Article:
(begin)

Mittwoch, 25. September 2013

Memories of Amakhala




Hi everyone!
I was so happy to be able to upload some pics for you yesterday that I did not take the time to write anything down.
But I am sure you are all interested in hearing about the game drives I did at Amakhala.

So let us start from the beginning.

First I had to get a cab from Port Elizabeth to Amakhala which is about 1 hour away by car. The scenery to get there is tremendous. I do love the Western Cape but the Eastern Cape has great vegetation and so much wildlife to offer!!!
As I had written before I was supposed to stay at the Woodbury Tented Camp but since I would have been the only tourist there, I was "upgraded" to the Woodbury Lodge, and I can only say, it was a blessing. First of all, nights and mornings were super cold, around 5 degrees, so staying in a tent might have felt much too cold.
As I arrived at the Woodbury Lodge around 1 o'clock, an American couple with their daughter was checking in and we got on well from the beginning. We were greeted with a sweet drink which I could not identify. Maybe a Rooibos with fizzy lemonade?
I was brought up to my lodge which was at the top of the site. The wooden stairs to get up there were wide and lit up at night.

As you could see from the pics, the lodge was really comfortable and the best was the electric blanket for the cold nights.
Just after 2 p.m., we got our lunch and left off on our first game drive around 3 o'clock. My greatest worry, "where to go to the toilet while in the bush???" was soon relieved thanks to Marylise, a Canadian traveller, who told me, that is possible to go behind a bush. With that piece of information, I was able to relax a little already. ;o)
So off we went and we froze!!! You will not believe it, but there was such a strong wind and although I was wearing a fleece jacket and a rain jacket, I turned into an icicle within minutes. In the LandRover there were ponchos and blankets but nothing helped. It just felt awfully cold.
The first animals we got to see were the black wildebeests or gnus. Those guys have a long white tail and jump up and down like crazy creating large dust clouds over the plains. Here they call them the bush clowns because of their behaviour. Some zebras were also grazing nearby so we could look at two groups of animals next to each other which was great because it felt so harmonious.
We also got to see impalas and different types of bucks or antelopes.
Kyle, our guide, who is a true "bush man", in his heart at least, was telling us about all the different mammals and birds we were looking out. At the beginning of the drive, he had found some rhino dung and showed it to us and a couple of hours later he stopped the truck and there they were. Four beautiful rhinos, grazing away and not a bit interested in us, humans. To see these endangered animals, roaming freely in this beautiful scenery was a very special moment. Anyone who knows me, knows how upset I get when I hear of people killing rhinos, elephants, whales, or any other kind of endangered species or even common animals. So you can imagine, how much it meant to me to see them so free, unhurt and relaxed. We stayed there for almost a half hour. Then as we drove off, the sun was starting to set. A little further away, Kyle stopped the truck and we got off to have a glass of wine, some crackers with cheese in the middle of the bush. He also checked the bushes around to find suitable ones for our "personal" needs. The women got a "ladies' bush" and the men got another type of bush. :o)

(end)

Listed entries:
(begin)

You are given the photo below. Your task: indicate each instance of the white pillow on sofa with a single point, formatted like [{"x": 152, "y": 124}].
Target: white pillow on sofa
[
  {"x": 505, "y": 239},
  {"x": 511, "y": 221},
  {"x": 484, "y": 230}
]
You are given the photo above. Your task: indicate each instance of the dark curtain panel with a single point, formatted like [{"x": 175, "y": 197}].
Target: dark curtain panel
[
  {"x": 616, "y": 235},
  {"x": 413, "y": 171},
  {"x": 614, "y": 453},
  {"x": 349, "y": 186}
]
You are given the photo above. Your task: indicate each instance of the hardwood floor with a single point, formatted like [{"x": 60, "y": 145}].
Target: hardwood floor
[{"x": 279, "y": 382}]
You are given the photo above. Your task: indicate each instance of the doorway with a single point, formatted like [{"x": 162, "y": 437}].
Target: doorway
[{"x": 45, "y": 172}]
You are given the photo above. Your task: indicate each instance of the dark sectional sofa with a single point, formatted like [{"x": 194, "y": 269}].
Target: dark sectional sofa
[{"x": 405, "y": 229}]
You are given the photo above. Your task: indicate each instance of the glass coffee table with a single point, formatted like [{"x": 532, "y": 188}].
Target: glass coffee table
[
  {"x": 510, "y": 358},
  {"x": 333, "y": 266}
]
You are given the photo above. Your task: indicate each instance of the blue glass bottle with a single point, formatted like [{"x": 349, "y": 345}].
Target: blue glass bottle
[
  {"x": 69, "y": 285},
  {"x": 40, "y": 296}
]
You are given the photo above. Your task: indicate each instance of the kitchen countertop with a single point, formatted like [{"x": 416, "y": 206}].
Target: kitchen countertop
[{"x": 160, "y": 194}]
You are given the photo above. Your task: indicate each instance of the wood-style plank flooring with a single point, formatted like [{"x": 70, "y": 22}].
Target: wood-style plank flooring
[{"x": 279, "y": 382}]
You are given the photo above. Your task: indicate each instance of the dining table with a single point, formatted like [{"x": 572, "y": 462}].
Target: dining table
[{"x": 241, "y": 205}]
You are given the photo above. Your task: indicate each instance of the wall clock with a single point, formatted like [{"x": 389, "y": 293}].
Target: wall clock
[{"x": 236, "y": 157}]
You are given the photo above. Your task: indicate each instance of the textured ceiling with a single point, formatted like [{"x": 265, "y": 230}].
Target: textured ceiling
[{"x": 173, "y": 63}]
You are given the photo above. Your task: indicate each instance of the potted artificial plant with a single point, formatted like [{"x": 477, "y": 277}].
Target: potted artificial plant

(end)

Task instructions:
1. Rewrite the passage of the blog post about Amakhala starting at "Memories of Amakhala" and ending at "much too cold.", using "taxi" in place of "cab".
2. In the blog post about Amakhala, how many rhinos did the group see grazing during the first game drive?

Exercise results:
1.
Memories of Amakhala




Hi everyone!
I was so happy to be able to upload some pics for you yesterday that I did not take the time to write anything down.
But I am sure you are all interested in hearing about the game drives I did at Amakhala.

So let us start from the beginning.

First I had to get a taxi from Port Elizabeth to Amakhala which is about 1 hour away by car. The scenery to get there is tremendous. I do love the Western Cape but the Eastern Cape has great vegetation and so much wildlife to offer!!!
As I had written before I was supposed to stay at the Woodbury Tented Camp but since I would have been the only tourist there, I was "upgraded" to the Woodbury Lodge, and I can only say, it was a blessing. First of all, nights and mornings were super cold, around 5 degrees, so staying in a tent might have felt much too cold.

2. Four.